*Problem*.
Rewrite the data below, changing every "Target" to "Label" and keeping all other text as it is. Omit the pictures from your output.

Location identification entries:

_ _ _ _ _

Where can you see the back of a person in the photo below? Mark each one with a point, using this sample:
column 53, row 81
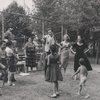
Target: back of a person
column 83, row 70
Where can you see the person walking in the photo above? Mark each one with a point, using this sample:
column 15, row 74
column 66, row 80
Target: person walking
column 80, row 49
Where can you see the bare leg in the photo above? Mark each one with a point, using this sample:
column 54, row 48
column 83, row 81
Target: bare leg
column 87, row 95
column 80, row 89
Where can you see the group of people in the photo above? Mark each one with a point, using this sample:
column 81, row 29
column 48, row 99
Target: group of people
column 57, row 57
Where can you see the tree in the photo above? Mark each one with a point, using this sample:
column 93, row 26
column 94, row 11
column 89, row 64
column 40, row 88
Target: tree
column 19, row 23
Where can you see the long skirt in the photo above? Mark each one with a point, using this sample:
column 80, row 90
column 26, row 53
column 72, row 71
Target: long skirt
column 64, row 58
column 53, row 73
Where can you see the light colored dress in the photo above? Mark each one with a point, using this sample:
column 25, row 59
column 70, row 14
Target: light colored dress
column 64, row 54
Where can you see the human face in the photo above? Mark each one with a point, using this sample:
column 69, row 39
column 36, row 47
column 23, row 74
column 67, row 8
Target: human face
column 79, row 39
column 50, row 32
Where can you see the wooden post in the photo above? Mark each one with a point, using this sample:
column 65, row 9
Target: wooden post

_ _ _ _ _

*Solution for this exercise*.
Where can you see the back of a person in the photo below? Mark each one with a point, using this sample:
column 53, row 81
Label: back of a person
column 83, row 70
Where can you see the person walking in the photo above? Mark each one with a point, using this sample:
column 15, row 74
column 66, row 80
Label: person walking
column 80, row 49
Where can you see the bare leg in the photo above? Mark each one with a point, using this sample:
column 54, row 48
column 83, row 81
Label: bare leg
column 87, row 95
column 80, row 89
Where can you see the group of people in the photo above? Mark each one with a point, using this sample:
column 81, row 29
column 48, row 99
Label: group of people
column 57, row 57
Where can you see the tree in the photo above? Mark each one with a point, using this sample:
column 93, row 26
column 94, row 11
column 89, row 64
column 40, row 88
Label: tree
column 19, row 23
Where can you see the long skirt in the photo above? Mark each one with a point, using this sample:
column 80, row 90
column 26, row 53
column 72, row 71
Label: long skirt
column 64, row 58
column 53, row 73
Where can you see the light colored dress in the photo above? Mark each one with a point, using this sample:
column 25, row 59
column 70, row 14
Label: light colored dress
column 64, row 54
Where can you see the human face in the photo above? Mark each one with a point, using this sample:
column 69, row 39
column 36, row 47
column 23, row 74
column 67, row 8
Label: human face
column 79, row 39
column 50, row 32
Where can you see the wooden post in the photo above? Mark each one with a point, using this sample:
column 65, row 9
Label: wooden post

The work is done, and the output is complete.